Google just announced Gemini, its most powerful suite of AI models yet, and the company has already been accused of lying about its performance. 

An op-ed from Bloomberg claims Google misrepresented the power of Gemini in a recent video. Google aired an impressive “what the quack” hands-on video during its announcement earlier this week, and columnist Parmy Olson says it seemed remarkably capable in the video — perhaps too capable.

The six-minute video shows off Gemini’s multimodal capabilities (spoken conversational prompts combined with image recognition, for example). Gemini seemingly recognizes images quickly — even for connect-the-dots pictures — responds within seconds, and tracks a wad of paper in a cup and ball game in real-time. Sure, humans can do all of that, but this is an AI able to recognize and predict what will happen next.

But click the video description on YouTube, and Google has an important disclaimer:

“For the purposes of this demo, latency has been reduced, and Gemini outputs have been shortened for brevity.”

That’s what Olson takes umbrage with. According to her Bloomberg piece, Google admitted when asked for comment that the video demo didn’t happen in real time with spoken prompts but instead used still image frames from raw footage and then wrote out text prompts to which Gemini to responded. “That’s quite different from what Google seemed to be suggesting: that a person could have a smooth voice conversation with Gemini as it watched and responded in real-time to the world around it,” Olson writes.

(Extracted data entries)

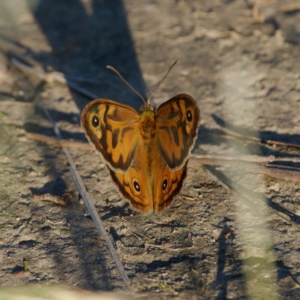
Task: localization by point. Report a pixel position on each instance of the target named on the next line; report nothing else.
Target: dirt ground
(212, 243)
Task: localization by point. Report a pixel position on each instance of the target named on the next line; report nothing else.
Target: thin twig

▸ **TO DO**
Carry on the article about Google's Gemini demo video, beginning after its last sentence. The items come from a separate source.

▸ **RESPONSE TO THIS TASK**
To be fair to Google, companies edit demo videos often, especially as many want to avoid any technical hiccups that live demos bring. It’s common to tweak things a little. But Google has a history of questionable video demos. People wondered if Google’s Duplex demo (remember Duplex, the AI voice assistant that called hair salons and restaurants to book reservations?) was real because there was a distinct lack of ambient noise and too-helpful employees. And prerecorded videos of AI models tend to make people even more suspicious. Remember when Baidu launched its Ernie Bot with edited videos and its shares tanked?

In a situation like this, Olson says Google is “showboating” in order to mislead people from the fact Gemini still lags behind OpenAI’s GPT.

Google disagrees. When asked about the validity of the demo, it pointed The Verge to a post from Oriol Vinyals, vice president of research and deep learning lead at Google’s DeepMind (also the co-lead for Gemini), which explains how the team made the video.

“All the user prompts and outputs in the video are real, shortened for brevity,” Vinyals says. “The video illustrates what the multimode user experiences built with Gemini could look like. We made it to inspire developers.”

He added that the team gave Gemini images and texts and asked it to respond by predicting what comes next.

That’s certainly one way to approach this situation, but it might not be the right one for Google — which has already appeared, at least to the public eye, to have been caught flat-footed by OpenAI’s enormous success this year. If it wants to inspire developers, it’s not through carefully edited sizzle reels that arguably misrepresent the AI’s capabilities. It’s through letting journalists and developers actually experience the product. Let people do stupid stuff with Gemini in a small public beta. Show us how powerful it really is.